■ Extrait à lire ■
Maladie rares Un traitement à 2 millions de dollars
Maladie rares
Un traitement à 2 millions de dollars
Un traitement contre l’amyotrophie spinale infantile, une maladie génétique rare qui tue souvent avant l’âge de 1 an, vient d’être autorisé aux États-Unis. Son prix : 2,1 millions de dollars. La découverte qui a permis d’aboutir au traitement s’est faite en France, dans les laboratoires du Généthon, grâce à l’argent du Téléthon et aux chercheurs payés par l’État.
C’est l’histoire d’un médicament qui va sans doute sauver des enfants dont l’espérance de vie dépasse rarement les 2 ans. Le Zolgensma vient d’être autorisé aux États-Unis dans l’amyotrophie spinale infantile de type 1, une maladie génétique rare qui empêche le développement des muscles et tue les bébés atteints par incapacité à respirer. En France, deux nouveau-nés, l’un à Toulouse, l’autre à Paris, viennent de recevoir le traitement, grâce à une autorisation individuelle donnée par l’Agence nationale de sécurité du médicament (ANSM).

■ Données fournies ■
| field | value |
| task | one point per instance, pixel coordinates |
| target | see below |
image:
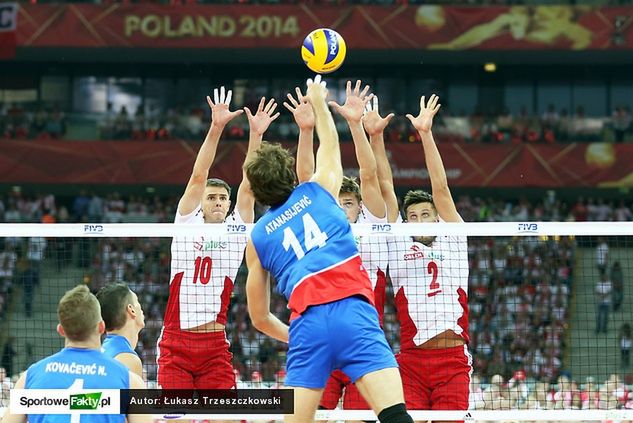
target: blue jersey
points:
(114, 345)
(83, 369)
(307, 245)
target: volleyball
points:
(323, 50)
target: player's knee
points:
(395, 414)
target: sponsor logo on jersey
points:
(203, 245)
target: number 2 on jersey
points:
(313, 235)
(203, 270)
(433, 270)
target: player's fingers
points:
(364, 92)
(292, 100)
(216, 97)
(272, 109)
(270, 106)
(289, 107)
(334, 105)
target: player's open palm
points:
(355, 102)
(424, 120)
(261, 120)
(301, 110)
(372, 122)
(220, 113)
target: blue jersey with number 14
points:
(307, 245)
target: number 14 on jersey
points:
(313, 235)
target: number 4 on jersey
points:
(314, 237)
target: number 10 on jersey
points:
(314, 237)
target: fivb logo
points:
(528, 227)
(235, 229)
(88, 401)
(93, 229)
(381, 227)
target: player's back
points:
(78, 368)
(307, 245)
(114, 345)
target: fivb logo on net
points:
(59, 401)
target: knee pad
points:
(395, 414)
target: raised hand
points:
(261, 120)
(301, 110)
(355, 102)
(424, 120)
(373, 123)
(316, 90)
(220, 113)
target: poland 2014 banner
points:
(433, 27)
(8, 25)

■ Consigne ■
Recopiez le passage de l'extrait commençant par « C’est l’histoire d’un » et se terminant par « du médicament (ANSM). », en remplaçant « nouveau-nés » par « nourrissons ». Appuyez-vous uniquement sur l'extrait.

■ Zone de réponse ■
C’est l’histoire d’un médicament qui va sans doute sauver des enfants dont l’espérance de vie dépasse rarement les 2 ans. Le Zolgensma vient d’être autorisé aux États-Unis dans l’amyotrophie spinale infantile de type 1, une maladie génétique rare qui empêche le développement des muscles et tue les bébés atteints par incapacité à respirer. En France, deux nourrissons, l’un à Toulouse, l’autre à Paris, viennent de recevoir le traitement, grâce à une autorisation individuelle donnée par l’Agence nationale de sécurité du médicament (ANSM).